[What to produce] Copy all of the items below, replacing "one point per line" with "one point on each line" and changing nothing else. Leave the pictures out of your copy.
□ □ □ □ □ □ □
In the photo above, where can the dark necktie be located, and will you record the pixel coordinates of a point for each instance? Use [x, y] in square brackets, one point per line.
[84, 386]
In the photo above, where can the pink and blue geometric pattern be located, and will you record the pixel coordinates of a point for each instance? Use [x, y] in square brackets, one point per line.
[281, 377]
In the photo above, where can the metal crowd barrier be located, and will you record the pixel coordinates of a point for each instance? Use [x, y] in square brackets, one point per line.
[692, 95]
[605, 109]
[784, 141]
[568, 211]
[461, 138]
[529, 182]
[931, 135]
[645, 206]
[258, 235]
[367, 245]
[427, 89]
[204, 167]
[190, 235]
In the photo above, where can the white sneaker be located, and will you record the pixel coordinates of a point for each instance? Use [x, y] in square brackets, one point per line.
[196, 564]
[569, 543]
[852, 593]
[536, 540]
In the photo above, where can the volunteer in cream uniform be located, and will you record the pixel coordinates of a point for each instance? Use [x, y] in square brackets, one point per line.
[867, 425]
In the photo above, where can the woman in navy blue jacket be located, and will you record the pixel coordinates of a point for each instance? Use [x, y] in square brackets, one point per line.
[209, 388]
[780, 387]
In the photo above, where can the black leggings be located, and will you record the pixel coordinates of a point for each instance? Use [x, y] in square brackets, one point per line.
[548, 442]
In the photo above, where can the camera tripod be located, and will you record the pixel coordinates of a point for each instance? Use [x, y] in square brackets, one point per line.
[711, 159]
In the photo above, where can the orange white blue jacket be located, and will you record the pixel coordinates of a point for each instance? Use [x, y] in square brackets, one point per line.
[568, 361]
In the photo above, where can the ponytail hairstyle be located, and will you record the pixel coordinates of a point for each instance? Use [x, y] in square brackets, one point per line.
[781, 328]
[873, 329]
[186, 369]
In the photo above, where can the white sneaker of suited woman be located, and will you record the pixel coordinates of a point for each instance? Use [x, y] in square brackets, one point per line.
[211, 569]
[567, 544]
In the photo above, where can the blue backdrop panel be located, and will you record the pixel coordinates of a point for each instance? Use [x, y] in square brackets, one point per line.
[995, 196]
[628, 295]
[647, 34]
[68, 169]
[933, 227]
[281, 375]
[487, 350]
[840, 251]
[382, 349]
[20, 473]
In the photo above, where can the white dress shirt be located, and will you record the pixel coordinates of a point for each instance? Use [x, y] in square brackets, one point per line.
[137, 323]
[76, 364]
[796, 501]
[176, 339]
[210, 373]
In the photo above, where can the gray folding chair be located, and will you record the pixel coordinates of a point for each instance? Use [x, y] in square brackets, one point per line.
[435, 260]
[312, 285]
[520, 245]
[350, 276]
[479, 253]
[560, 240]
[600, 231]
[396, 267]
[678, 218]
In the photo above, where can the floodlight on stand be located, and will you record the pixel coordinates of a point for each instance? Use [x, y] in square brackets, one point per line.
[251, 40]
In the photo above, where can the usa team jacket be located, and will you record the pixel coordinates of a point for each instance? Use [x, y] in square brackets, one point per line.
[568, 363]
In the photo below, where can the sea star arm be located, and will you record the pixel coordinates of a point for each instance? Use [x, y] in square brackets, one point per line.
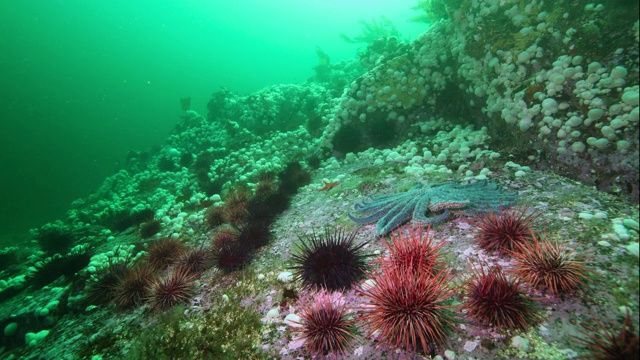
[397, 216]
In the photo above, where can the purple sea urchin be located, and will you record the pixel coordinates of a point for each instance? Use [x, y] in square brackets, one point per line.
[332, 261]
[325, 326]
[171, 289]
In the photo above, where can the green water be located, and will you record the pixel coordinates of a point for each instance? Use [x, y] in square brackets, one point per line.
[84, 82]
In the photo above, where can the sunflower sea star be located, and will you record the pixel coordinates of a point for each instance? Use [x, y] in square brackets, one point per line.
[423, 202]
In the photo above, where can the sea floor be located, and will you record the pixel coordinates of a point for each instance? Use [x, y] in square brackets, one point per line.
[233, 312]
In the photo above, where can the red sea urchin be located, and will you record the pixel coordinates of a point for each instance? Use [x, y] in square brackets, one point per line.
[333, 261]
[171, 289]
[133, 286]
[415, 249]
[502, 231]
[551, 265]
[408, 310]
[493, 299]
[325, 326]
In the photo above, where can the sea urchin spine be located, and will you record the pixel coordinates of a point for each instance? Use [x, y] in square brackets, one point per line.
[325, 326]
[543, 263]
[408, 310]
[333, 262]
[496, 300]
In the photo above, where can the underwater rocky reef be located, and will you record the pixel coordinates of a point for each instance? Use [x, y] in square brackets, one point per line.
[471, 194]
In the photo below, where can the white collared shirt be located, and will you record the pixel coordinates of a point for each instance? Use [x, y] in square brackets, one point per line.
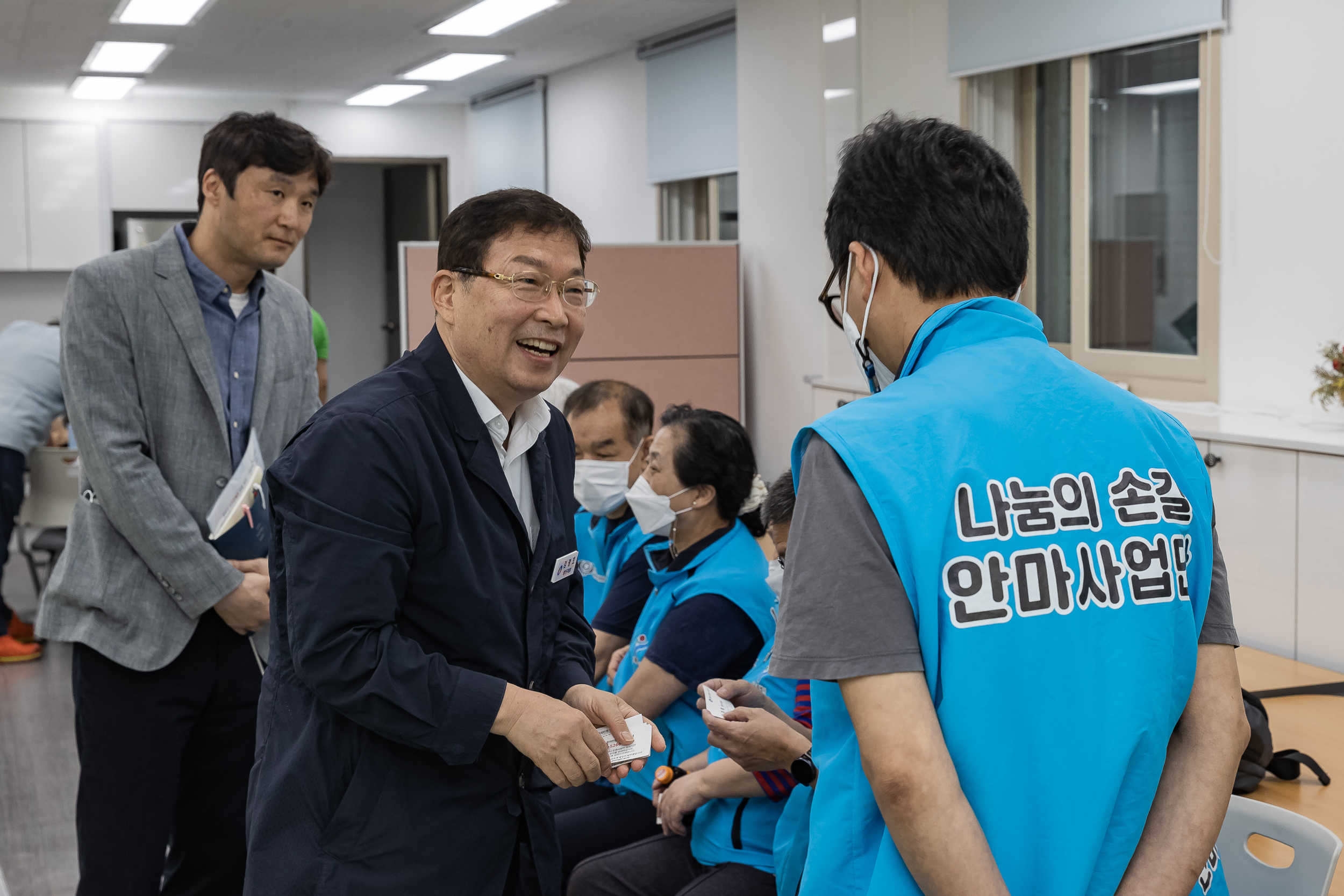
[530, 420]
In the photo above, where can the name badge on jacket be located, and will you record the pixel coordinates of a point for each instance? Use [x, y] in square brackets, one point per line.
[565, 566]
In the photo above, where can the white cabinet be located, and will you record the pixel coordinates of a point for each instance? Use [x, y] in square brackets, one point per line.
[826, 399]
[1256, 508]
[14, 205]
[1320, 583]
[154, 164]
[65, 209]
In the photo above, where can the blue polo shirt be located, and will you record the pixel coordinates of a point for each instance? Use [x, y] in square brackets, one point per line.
□ □ □ □ □ □ □
[Exercise answer]
In the photo above, where can the dark necktie be located, and will you record the pixel coordinates of a point for each instance? Use [x, y] in square brackets, one point on each line.
[84, 386]
In the photo above, where can the pink and blue geometric pattern be located, and will you record the pixel coordinates of a point for each instance? Use [x, y] in square brackets, one point on each line.
[281, 377]
In the photo above, where can the metal crowd barrier be located, and will you record the pixel coordinates of a point for each instance? Use [x, y] in square brackets, one point on each line.
[692, 95]
[605, 109]
[784, 141]
[568, 211]
[461, 138]
[529, 182]
[931, 135]
[645, 206]
[258, 235]
[367, 245]
[427, 89]
[204, 167]
[190, 235]
In the photo above, where can the white sneaker be located, and will you record the pixel coordinates of a point for each instance? Use [x, y] in square brackets, one point on each line.
[196, 564]
[569, 543]
[852, 593]
[536, 540]
In the photo above, where can the volunteer in cream uniform be located, and will you record the pixel coordinates of a point for each instance? Use [x, y] in square brackets, one point on each line.
[867, 425]
In the photo above, where can the woman in navy blue jacket be located, and will you record the pixel coordinates of a point for each instance? Use [x, y] in square brackets, one point on each line.
[209, 388]
[780, 387]
In the photo above, where can the black leggings be located, and will you record the pixel coordinates of a point for each instance? Use [x, y] in square brackets, one point on each line.
[548, 442]
In the photo above, where can the camera tripod be located, and will you record the pixel coordinates of a point for each instance? Use [x, y] in square brackets, one point on each line.
[711, 159]
In the photo above, where can the orange white blue jacket be located, and will you record the pixel coordinates of a point for each instance? Use [x, y] in square brackets, one point on each line.
[568, 361]
In the photo above, where can the ponytail hairstyle be located, and will you record the pixel coordinates of a point for each instance? Use [x, y] in square brackets, one point on each line.
[781, 328]
[873, 329]
[186, 369]
In the photo above, where can the white sneaker of suited woman be located, and will you record the pixel coordinates of a point for each instance? Use [x, y] in square brackets, one point on each line.
[211, 569]
[567, 544]
In the photo above, where can the blue backdrop panel be located, and will you record the pixel coordinates of a point for each instance? Use [x, y] in square brackets, one point on each line.
[995, 196]
[628, 295]
[647, 34]
[68, 169]
[933, 227]
[281, 375]
[487, 350]
[840, 251]
[382, 349]
[20, 473]
In the photo above, where can the white dress shirt be located, and will you record the pixel coordinates of a point for each instance? Use [x, y] in square brackets, one point on each line.
[137, 323]
[76, 364]
[796, 501]
[176, 339]
[210, 373]
In the photo above, where can the gray folding chair be located, and will you record the pixel coordinates of a point for each instance? Use [x, y] in square brackets, one point on each line.
[435, 260]
[312, 285]
[520, 245]
[350, 276]
[479, 253]
[560, 240]
[600, 231]
[396, 267]
[678, 218]
In the photo above, where can the floodlight on stand be located, and will you record the pixel coordinates of a point for each instance? Use [x, y] in square brackets, one point on each line.
[251, 40]
In the photo above, where can the usa team jacket be located, and will you record the pixel coordinates of a point for each instance? Use [x, y] in square brackets, one point on each line.
[568, 363]
In the photo below, where can the sea star arm be located, and will you record the pixel coordinates of a point for each instance? Use [x, y] in square brackets, one point on each line.
[397, 216]
In the photo above, where can the purple sea urchin be located, and will you record the pixel coordinates of a point for each instance? Use [x, y] in square brackets, one point on each line.
[332, 261]
[325, 326]
[171, 289]
In the photo above, where can the green water be located, and will you record the pixel coordinates of a point for each instance? Use [x, y] in square brackets, one point on each line.
[84, 82]
In the photo above, where can the sunflower sea star be located, and will you record the pixel coordinates of a point for each instance? Use [x, y] in square brackets, one point on each line.
[423, 202]
In the photo above, where can the sea floor be located, and will you record the pixel coordinates of a point for each instance? Use [x, y] in square brackets, one point on each line.
[233, 312]
In the photo above, where can the red sea urchin be located, and will you record the pixel coordinates of a point for each instance? Use [x, y] in square brackets, one point on each line.
[333, 261]
[171, 289]
[133, 286]
[415, 249]
[502, 231]
[551, 265]
[408, 310]
[493, 299]
[325, 326]
In the photo above, where can the sea urchin spine be located, and will you record the pixel coordinates of a point for each instance? Use [x, y] in square brackets, one point on each line.
[325, 326]
[543, 263]
[408, 310]
[333, 262]
[496, 300]
In the photo above, where can the underwater rocky reef be located, and will you record the pixel coordinates of a point for each instance? Use [x, y] in square brackets, one point on each line.
[471, 194]
In the photo below, where can the white collared shirt be located, and will you record the pixel coordinates of a point for each instance? Use [x, y] in square brackets, one point on each line.
[530, 420]
In the photo above, where can the name badge on jacket be located, and will you record the pixel coordinates of a point for each instance? Use [x, y] in square brackets, one point on each line.
[565, 566]
In the photo above, where can the white cabinet be located, and will you record the pixel coordinates of a point for each instance? Use [x, y] in square brackets, one point on each line.
[826, 399]
[1256, 508]
[14, 205]
[1320, 583]
[154, 164]
[65, 209]
In the photo above, where can the blue polo shirt be located, and will you record the pixel coordinates of a point for each instance? Use [x, y] in square brackets, one point on each line.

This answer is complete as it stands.